Start of SOURCE TEXT

The respective obligations of the Underwriters to purchase the Shares are
subject to each of the following terms and conditions:

                  (a)  Notification that the Registration Statement has become
           effective shall have been received by the Representatives and the
           Prospectus shall have been timely filed with the Commission in
           accordance with Section 6(a) of this Agreement.

                                       11
   12

                  (b) No order preventing or suspending the use of any
           preliminary prospectus or the Prospectus shall have been or shall be
           in effect and no order suspending the effectiveness of the
           Registration Statement shall be in effect and no proceedings for such
           purpose shall be pending before or threatened by the Commission, and
           any requests for additional information on the part of the Commission
           (to be included in the Registration Statement or the Prospectus or
           otherwise) shall have been complied with to the satisfaction of the
           Commission and the Representatives.

End of SOURCE TEXT
Start of INFORMATION SHOWN

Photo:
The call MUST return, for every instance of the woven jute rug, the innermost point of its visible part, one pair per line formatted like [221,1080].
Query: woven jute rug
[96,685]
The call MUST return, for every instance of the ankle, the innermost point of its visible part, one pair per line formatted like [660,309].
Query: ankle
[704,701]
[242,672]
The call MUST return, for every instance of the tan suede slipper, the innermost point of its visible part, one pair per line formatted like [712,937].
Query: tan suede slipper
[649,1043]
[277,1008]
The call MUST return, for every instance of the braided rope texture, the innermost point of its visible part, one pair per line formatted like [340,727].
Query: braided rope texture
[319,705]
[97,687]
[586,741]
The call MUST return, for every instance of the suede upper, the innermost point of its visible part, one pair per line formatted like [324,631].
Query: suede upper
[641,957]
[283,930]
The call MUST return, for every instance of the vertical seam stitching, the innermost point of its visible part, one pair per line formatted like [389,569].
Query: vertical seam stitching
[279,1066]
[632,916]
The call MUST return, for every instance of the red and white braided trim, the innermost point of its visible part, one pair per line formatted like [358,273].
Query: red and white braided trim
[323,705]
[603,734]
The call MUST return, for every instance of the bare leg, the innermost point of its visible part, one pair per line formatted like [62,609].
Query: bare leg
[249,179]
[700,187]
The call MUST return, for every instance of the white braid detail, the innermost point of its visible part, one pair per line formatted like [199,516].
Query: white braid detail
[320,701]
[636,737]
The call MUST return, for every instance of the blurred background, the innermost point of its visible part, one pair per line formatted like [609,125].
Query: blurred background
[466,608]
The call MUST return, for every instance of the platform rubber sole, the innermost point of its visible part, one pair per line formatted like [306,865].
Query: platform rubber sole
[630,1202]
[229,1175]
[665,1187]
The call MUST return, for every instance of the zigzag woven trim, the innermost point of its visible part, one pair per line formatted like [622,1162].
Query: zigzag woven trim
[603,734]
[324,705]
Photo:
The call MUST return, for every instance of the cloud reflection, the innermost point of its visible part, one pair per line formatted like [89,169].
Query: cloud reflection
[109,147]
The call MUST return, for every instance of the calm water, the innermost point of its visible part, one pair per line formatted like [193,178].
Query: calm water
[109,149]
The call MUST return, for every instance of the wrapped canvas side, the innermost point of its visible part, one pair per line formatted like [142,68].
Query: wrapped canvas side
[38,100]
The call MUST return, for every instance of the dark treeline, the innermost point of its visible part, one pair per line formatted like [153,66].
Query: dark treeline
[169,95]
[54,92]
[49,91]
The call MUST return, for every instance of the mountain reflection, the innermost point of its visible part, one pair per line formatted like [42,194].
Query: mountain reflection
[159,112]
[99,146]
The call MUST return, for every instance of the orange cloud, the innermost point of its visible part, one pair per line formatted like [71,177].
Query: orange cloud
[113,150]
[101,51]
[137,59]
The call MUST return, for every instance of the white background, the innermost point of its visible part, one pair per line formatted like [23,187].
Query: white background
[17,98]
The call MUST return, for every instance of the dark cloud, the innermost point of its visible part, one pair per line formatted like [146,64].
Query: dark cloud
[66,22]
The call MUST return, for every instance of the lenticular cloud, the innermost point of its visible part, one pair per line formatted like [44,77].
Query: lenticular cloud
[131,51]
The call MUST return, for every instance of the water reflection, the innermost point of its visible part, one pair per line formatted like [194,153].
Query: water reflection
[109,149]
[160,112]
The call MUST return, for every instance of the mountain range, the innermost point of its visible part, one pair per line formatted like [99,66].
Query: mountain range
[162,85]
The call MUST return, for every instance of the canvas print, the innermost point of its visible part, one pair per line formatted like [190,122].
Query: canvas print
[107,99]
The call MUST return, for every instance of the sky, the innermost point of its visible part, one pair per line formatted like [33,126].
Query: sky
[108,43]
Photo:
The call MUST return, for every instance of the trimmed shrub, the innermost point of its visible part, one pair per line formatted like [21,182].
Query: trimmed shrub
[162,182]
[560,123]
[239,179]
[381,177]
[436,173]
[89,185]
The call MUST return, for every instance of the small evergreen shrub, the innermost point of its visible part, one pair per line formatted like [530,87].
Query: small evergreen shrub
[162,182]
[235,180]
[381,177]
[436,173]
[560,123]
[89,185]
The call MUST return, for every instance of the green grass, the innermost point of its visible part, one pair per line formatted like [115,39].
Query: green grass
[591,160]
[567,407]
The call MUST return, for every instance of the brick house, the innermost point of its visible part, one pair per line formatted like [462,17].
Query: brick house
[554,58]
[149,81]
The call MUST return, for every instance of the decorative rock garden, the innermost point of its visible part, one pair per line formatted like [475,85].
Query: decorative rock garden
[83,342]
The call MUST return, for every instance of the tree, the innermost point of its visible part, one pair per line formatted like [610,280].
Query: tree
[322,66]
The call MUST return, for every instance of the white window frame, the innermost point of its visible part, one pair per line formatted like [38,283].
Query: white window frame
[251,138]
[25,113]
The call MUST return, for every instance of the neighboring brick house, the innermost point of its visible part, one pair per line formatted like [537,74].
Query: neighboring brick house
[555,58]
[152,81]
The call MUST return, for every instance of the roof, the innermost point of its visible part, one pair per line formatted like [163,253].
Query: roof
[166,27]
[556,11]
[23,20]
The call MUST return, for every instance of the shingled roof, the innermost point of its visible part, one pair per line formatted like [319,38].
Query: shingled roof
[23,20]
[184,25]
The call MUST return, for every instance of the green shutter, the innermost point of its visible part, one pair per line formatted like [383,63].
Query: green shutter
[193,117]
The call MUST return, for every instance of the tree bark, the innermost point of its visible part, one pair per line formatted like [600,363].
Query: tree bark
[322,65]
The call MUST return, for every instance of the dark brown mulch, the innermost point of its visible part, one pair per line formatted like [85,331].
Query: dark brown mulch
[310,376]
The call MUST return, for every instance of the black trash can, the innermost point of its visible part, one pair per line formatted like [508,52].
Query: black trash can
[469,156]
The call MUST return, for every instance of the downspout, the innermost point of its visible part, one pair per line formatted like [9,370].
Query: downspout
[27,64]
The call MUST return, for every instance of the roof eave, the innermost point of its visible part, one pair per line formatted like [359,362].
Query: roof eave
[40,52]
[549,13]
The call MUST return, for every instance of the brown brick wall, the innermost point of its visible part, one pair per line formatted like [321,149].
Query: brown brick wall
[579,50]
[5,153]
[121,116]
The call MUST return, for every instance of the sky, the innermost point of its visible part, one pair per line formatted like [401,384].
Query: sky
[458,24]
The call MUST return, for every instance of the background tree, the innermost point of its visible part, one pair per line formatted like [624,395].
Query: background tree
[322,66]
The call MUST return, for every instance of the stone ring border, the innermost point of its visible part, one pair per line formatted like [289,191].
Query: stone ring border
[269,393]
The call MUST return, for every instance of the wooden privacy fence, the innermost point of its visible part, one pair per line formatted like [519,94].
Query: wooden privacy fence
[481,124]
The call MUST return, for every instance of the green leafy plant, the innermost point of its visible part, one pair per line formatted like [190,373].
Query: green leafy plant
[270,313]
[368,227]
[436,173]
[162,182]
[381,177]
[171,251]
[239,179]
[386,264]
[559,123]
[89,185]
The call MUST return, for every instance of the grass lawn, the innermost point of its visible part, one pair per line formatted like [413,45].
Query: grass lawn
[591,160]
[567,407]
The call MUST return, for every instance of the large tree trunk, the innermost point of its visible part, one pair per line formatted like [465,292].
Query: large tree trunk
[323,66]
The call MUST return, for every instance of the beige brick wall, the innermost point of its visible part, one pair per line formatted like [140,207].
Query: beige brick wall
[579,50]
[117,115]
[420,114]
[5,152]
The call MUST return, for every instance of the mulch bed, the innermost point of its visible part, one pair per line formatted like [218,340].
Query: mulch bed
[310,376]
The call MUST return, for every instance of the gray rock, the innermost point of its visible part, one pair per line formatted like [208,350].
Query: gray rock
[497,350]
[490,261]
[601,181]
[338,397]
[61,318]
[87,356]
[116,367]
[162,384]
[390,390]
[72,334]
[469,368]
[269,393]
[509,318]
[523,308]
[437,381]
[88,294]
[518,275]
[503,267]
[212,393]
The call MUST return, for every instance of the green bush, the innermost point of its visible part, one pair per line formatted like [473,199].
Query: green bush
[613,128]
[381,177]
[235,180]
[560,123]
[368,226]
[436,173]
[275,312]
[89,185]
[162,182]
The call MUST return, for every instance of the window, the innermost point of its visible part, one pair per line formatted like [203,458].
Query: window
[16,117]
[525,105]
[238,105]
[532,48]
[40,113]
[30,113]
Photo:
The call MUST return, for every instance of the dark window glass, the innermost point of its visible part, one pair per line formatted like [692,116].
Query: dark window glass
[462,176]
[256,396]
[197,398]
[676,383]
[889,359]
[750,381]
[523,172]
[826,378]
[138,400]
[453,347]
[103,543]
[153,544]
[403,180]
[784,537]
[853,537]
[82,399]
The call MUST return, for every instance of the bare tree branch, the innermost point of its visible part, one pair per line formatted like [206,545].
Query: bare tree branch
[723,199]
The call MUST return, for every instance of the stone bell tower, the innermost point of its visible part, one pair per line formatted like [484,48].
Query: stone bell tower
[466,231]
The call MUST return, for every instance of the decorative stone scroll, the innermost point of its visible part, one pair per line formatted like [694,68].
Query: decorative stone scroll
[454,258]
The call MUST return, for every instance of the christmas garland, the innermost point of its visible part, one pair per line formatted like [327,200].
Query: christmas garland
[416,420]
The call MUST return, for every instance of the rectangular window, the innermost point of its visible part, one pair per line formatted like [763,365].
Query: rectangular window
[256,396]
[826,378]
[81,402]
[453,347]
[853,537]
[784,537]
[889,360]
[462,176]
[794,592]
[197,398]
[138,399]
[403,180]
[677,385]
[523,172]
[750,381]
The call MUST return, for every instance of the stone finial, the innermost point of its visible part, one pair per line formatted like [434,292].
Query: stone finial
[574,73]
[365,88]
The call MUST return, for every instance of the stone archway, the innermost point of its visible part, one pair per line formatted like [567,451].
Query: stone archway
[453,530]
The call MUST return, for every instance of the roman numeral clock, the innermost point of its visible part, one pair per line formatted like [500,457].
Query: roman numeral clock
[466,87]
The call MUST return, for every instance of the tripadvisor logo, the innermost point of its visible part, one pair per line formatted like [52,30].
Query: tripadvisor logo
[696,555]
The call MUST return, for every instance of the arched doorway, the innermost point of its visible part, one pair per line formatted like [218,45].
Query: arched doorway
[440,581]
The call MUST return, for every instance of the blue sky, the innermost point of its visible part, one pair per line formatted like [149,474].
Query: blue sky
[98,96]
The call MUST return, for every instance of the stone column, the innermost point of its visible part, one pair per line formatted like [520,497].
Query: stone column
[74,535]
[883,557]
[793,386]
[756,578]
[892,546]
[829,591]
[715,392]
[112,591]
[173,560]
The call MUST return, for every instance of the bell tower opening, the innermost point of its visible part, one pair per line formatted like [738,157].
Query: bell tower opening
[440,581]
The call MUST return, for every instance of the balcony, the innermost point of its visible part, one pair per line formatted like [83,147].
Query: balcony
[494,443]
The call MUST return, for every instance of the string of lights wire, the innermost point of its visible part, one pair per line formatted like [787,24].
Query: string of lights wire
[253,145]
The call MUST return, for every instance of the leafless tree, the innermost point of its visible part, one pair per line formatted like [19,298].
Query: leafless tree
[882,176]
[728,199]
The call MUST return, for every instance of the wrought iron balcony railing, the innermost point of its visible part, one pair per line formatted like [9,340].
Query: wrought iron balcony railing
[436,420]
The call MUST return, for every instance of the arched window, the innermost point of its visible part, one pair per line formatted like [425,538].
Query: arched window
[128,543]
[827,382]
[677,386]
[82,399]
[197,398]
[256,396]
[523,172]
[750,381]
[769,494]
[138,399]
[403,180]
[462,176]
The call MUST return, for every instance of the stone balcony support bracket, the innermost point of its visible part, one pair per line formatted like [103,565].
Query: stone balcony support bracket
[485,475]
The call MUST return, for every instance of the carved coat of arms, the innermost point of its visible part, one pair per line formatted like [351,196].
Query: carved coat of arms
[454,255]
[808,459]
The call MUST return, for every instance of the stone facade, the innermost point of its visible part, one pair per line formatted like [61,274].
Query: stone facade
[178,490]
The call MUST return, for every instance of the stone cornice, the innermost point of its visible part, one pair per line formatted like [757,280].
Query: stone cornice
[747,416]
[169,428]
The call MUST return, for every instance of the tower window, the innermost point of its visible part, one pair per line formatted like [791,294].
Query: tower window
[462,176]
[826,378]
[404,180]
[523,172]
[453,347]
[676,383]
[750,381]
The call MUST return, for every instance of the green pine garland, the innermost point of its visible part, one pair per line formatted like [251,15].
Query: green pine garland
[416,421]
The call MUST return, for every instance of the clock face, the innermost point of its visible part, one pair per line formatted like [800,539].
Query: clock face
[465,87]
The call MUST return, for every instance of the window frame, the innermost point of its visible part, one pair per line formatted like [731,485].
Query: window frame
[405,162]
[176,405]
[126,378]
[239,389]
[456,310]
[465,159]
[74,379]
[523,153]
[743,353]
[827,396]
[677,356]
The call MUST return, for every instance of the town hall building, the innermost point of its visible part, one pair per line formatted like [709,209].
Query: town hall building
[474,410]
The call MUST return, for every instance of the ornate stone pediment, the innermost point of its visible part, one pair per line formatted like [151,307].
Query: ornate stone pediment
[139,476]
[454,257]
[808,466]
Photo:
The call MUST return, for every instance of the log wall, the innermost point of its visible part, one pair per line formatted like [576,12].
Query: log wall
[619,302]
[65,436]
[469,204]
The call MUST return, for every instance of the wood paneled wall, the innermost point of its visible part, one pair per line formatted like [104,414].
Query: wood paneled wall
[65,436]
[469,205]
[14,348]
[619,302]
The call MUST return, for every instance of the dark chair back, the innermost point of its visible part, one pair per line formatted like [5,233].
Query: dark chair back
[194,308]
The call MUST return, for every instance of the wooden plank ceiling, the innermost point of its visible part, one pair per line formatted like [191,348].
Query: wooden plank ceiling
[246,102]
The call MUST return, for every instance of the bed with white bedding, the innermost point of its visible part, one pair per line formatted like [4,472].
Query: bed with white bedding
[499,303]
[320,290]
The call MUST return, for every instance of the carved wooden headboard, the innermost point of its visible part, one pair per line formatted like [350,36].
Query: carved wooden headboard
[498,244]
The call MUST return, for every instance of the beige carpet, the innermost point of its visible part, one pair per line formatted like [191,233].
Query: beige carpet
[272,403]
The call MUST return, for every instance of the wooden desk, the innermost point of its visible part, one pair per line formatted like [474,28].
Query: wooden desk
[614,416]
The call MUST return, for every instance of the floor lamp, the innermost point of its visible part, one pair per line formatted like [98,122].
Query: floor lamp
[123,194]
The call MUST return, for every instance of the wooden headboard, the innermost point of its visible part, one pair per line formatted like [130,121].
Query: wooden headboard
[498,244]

End of INFORMATION SHOWN

* [SHORT PROBLEM] Edit the underwriting conditions from "The respective obligations" to "of this Agreement.", changing "Underwriters" to "Purchasers" wherever it occurs. Rely only on the text and not on the data.

* [OUTPUT OF THE EXERCISE]
The respective obligations of the Purchasers to purchase the Shares are
subject to each of the following terms and conditions:

                  (a)  Notification that the Registration Statement has become
           effective shall have been received by the Representatives and the
           Prospectus shall have been timely filed with the Commission in
           accordance with Section 6(a) of this Agreement.